Nesta análise, o objetivo é descobrir se uma variável específica tem alguma tendência espacial (se ela tem alguma correlação com sua distribuição espacial).

2. Análise Bivariada

Na análise bivariada, por outro lado, é avaliado o grau de variação espacial de uma variável em relação a outra variável.

Deseja-se, com esse método, identificar se duas variáveis estão correlacionadas no espaço, ou seja, se seguem a mesma tendência espacial.

Poderíamos querer analisar, por exemplo, se existe essa correlação entre chuvas e temperaturas no território brasileiro no mês de maio de 2021. Neste caso, se tomássemos como referência o estado de Goiás, obteríamos a variável pluviometria nesse estado e compararíamos com o lag da variável temperatura nos estados em sua vizinhança.

Diferença entre análise univariada e bivariada. Notar que, na análise bivariada, a variável na região de referência (verde) é diferente da variável na vizinhança (laranja).

Local Moran’s I

Até agora, foi calculado o Moran’s I global. Pegamos todos os pontos de dados que foram calculados para obter um índice que dá uma estimativa completa em todo o Brasil.

Tarefas do exercício:
(1) Responda às perguntas a seguir com base no texto sobre análise espacial.
(a) O que se deseja identificar com o método de análise bivariada?
(b) Qual estado é tomado como referência no exemplo sobre chuvas e temperaturas?
(c) Que tipo de Moran's I foi calculado até agora?
(2) Continue o texto sobre análise espacial a partir do ponto em que ele termina.
O material abaixo não tem relação com o texto sobre análise espacial.

Registros de dados:
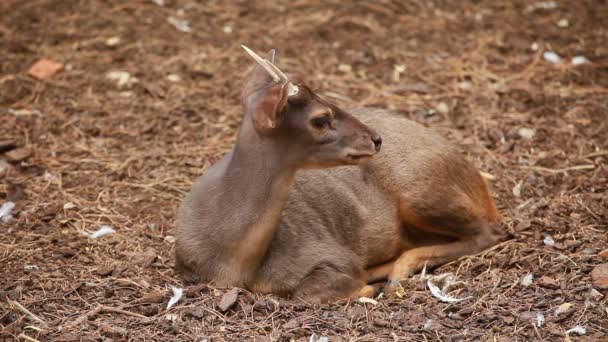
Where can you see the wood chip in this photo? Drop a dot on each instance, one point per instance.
(548, 282)
(44, 69)
(228, 299)
(18, 155)
(599, 276)
(7, 145)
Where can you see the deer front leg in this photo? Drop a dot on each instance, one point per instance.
(328, 282)
(415, 259)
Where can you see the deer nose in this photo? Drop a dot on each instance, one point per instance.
(377, 140)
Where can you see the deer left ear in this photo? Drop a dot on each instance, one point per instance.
(266, 107)
(266, 92)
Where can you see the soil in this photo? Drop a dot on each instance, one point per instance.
(78, 151)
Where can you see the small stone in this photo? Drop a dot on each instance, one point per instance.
(18, 155)
(527, 280)
(121, 78)
(442, 108)
(599, 276)
(228, 299)
(44, 68)
(380, 323)
(526, 133)
(146, 258)
(345, 68)
(180, 24)
(548, 282)
(564, 310)
(153, 297)
(563, 23)
(551, 57)
(69, 206)
(196, 312)
(7, 145)
(508, 319)
(517, 189)
(113, 41)
(67, 252)
(105, 270)
(173, 78)
(5, 168)
(578, 60)
(293, 323)
(595, 294)
(113, 331)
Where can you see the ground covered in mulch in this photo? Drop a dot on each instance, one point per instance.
(140, 108)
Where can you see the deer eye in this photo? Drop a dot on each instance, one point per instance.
(321, 122)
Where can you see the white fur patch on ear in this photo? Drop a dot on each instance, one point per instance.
(292, 89)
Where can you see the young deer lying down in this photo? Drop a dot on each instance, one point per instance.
(304, 205)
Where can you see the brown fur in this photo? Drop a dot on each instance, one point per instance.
(267, 218)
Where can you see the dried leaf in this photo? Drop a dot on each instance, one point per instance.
(102, 231)
(44, 68)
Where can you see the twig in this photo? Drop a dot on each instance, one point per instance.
(25, 337)
(26, 311)
(555, 171)
(102, 309)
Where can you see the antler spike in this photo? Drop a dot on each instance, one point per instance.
(276, 73)
(263, 63)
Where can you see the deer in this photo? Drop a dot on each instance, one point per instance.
(323, 204)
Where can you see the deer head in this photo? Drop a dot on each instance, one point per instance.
(312, 131)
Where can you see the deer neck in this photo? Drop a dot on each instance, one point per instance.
(259, 174)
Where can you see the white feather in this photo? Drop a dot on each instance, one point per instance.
(177, 295)
(442, 296)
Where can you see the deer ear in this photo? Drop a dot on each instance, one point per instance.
(266, 107)
(264, 99)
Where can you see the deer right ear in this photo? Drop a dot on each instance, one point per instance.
(265, 106)
(263, 98)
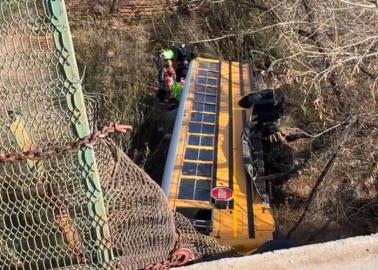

Respostas em ordem:
(1)
(a) Se duas variáveis estão correlacionadas no espaço, ou seja, se seguem a mesma tendência espacial.
(b) O estado de Goiás.
(c) O Moran's I global.

(2)
Também é possível (e recomendado) fazer a decomposição do Moran’s I de forma a construir uma medida localizada de autocorrelação, o que é chamado de Moran’s I Local. A ideia é encontrar hot spots e cold spots, que são regiões em que se encontram respectivamente pontos com maior e menor autocorrelação espacial. Com isso, conseguimos avaliar a variabilidade dos nossos pontos no gráfico variável x lag.

No caso, são definidos como hot spots as regiões em que “variável” e “lag” seguem a mesma tendência, ou seja, ambos são grandes (HH — High-High) ou ambos são pequenos (LL — Low-Low); e como cold spot as regiões que têm uma relação inversa entre “variável” e “lag” (HL — High-Low ou LH — Low-High).

Gráfico destacando alguns estados que têm característica HH e LL (hot spots).

Esta análise, quando vista no mapa, também é chamada de LISA (Local Spatial Autocorrelation).

Conclusão

Vimos que o Moran’s I permite capturar correlações espaciais considerando a relação entre cada região e sua vizinhança. Também vimos como interpretá-lo, e sua relação com a distribuição das variáveis no espaço.

Espero que tenham gostado! ;)

Link para o repositório no GitHub com a análise pluviométrica (notebook: Pluviometria — maio de 2021.ipynb).

Qualquer opinião, resultado, conclusão ou recomendação expressa neste artigo é de responsabilidade do autor e não reflete necessariamente o ponto de vista do Itaú Unibanco S.A.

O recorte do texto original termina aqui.